Excerpts of pointing data
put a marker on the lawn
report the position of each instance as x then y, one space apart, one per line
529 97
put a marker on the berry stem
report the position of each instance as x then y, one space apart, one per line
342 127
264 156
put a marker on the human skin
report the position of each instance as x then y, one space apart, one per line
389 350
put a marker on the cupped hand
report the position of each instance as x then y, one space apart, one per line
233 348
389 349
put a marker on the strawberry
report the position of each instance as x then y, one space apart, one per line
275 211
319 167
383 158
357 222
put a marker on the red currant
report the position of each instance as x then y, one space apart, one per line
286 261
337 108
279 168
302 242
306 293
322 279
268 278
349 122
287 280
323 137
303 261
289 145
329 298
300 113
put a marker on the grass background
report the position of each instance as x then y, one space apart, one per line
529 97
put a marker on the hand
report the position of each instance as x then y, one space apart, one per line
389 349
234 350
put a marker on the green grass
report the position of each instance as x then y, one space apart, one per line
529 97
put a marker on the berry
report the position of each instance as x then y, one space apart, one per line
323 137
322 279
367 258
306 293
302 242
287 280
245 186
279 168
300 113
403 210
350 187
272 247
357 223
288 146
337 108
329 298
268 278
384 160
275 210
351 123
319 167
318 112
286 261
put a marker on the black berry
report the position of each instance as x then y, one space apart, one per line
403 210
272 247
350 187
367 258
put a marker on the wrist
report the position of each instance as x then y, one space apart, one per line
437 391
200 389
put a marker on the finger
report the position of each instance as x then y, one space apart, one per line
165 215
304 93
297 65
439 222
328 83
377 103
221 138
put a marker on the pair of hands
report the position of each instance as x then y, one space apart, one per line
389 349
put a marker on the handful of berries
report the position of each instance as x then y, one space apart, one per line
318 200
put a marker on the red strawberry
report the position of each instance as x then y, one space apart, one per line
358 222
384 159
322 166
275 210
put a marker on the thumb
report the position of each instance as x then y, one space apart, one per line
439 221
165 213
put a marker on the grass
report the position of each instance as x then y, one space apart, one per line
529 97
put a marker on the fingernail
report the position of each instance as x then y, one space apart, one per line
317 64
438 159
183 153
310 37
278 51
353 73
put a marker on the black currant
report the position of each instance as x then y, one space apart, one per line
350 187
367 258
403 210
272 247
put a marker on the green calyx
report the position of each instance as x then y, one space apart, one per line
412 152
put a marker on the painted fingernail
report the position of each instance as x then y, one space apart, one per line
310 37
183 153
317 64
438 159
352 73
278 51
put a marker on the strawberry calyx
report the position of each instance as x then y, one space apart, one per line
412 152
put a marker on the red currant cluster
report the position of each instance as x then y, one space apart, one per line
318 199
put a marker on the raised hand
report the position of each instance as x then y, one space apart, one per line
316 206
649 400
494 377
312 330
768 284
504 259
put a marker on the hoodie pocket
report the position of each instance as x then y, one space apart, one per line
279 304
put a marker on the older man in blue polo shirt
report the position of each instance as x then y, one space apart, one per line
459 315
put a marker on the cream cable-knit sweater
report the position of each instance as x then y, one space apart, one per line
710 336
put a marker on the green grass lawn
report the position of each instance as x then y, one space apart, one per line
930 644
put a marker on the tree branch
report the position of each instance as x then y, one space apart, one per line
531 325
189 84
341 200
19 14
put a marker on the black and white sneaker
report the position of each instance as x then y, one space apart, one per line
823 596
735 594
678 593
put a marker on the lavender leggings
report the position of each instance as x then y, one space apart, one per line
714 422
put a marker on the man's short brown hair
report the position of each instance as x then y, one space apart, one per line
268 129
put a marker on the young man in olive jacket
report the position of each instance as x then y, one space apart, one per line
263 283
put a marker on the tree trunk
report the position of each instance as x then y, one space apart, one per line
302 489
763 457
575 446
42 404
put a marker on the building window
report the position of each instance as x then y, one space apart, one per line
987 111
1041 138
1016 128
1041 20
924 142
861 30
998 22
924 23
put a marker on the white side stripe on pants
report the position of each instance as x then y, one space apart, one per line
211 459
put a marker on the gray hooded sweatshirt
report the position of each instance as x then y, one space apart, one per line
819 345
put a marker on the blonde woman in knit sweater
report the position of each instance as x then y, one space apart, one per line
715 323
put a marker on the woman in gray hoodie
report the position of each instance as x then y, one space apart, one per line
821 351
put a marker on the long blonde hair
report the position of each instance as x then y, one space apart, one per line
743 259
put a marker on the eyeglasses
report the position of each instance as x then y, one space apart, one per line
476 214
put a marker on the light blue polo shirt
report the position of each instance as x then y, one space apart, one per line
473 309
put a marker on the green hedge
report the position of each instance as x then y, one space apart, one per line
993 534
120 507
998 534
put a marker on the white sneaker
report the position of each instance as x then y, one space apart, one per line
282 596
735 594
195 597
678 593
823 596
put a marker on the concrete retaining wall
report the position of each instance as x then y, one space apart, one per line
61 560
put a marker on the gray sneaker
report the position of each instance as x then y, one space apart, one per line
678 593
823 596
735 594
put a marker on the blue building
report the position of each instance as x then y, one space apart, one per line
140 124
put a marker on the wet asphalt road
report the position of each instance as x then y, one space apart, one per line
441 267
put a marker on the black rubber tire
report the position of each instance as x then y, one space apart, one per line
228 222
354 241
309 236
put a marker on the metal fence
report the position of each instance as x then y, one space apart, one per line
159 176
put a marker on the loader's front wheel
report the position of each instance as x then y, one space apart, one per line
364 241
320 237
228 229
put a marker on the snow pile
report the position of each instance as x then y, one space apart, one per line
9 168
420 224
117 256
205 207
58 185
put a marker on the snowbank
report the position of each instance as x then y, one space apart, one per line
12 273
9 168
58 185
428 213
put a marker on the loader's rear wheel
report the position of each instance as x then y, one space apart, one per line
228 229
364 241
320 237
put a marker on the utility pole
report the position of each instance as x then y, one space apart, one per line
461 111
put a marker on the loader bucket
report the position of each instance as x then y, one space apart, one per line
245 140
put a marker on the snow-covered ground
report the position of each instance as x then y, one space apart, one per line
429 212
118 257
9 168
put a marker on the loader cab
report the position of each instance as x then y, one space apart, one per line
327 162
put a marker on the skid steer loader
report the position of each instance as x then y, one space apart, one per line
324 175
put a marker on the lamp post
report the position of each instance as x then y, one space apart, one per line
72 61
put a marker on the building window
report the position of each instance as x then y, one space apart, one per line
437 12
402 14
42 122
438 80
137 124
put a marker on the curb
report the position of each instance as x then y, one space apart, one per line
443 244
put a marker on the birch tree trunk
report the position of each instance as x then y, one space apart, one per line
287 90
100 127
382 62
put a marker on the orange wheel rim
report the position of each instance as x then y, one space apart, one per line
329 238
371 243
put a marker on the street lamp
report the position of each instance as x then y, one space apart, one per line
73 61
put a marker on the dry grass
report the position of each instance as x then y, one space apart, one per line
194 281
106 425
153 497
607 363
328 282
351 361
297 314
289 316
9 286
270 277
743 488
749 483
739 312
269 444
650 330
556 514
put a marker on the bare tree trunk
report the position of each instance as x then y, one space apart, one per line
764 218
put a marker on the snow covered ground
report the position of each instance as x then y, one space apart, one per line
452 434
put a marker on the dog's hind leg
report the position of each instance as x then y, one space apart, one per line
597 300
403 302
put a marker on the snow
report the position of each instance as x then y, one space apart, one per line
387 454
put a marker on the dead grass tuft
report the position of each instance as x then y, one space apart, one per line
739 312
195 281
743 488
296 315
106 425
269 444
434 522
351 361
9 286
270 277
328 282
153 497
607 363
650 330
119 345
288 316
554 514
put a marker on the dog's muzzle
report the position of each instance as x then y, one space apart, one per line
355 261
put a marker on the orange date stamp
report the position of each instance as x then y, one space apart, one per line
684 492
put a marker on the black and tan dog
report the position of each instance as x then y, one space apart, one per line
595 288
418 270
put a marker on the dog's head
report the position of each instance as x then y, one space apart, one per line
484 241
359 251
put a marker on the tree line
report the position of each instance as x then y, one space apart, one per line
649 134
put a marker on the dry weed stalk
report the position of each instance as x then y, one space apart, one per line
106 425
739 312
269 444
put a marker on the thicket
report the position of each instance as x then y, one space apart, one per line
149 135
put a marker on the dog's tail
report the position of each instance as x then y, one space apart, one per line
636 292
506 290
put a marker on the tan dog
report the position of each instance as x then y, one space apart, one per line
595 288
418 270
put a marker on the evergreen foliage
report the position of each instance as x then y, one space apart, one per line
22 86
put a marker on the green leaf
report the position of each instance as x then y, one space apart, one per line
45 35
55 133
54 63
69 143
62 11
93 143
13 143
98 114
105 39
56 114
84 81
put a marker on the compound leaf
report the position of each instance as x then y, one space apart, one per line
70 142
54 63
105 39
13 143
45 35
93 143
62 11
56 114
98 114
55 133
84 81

Task goal
Reproduce the lines from the one containing "put a marker on the orange date stamp" through the end of the lines, swapping every "put a marker on" for "place a pin on" and leaving all else as it stands.

Finished answer
place a pin on the orange date stamp
report the position of each instance as x then y, one space apart, one per line
684 492
place a pin on the black and tan dog
report the position of each instance as x then y, one space apart, one per line
595 288
418 270
place a pin on the dog's head
report the position of each instance as x then y, one space apart, one per line
484 241
359 251
place a pin on the tree line
report the position of each instance as x then y, one space apart, one per line
649 134
place a pin on the dry weed stalk
report the position of each instance as x then y, one space apart, one per line
106 425
739 312
269 444
place a pin on the thicket
report the position of each instance as x then y, one space apart, one per line
149 135
place a pin on the dog's tail
report the position of each instance as x then y, one space apart, one per line
636 292
506 290
place a pin on the tan dog
report the position of each instance as x then y, one space apart, one per line
595 288
418 270
place a pin on the evergreen foliage
report the position of each instance as x then y, one space apart, one per line
22 86
place a pin on the green leaf
report the position of each instance as x then y, one space apart, one per line
45 35
55 133
54 63
69 143
62 11
93 143
13 143
98 114
105 39
56 114
84 81
place a pin on the compound leaf
report the position of each instance as x then y, one space apart, one per line
70 142
54 63
105 39
13 143
45 35
93 143
62 11
56 114
98 114
55 133
84 81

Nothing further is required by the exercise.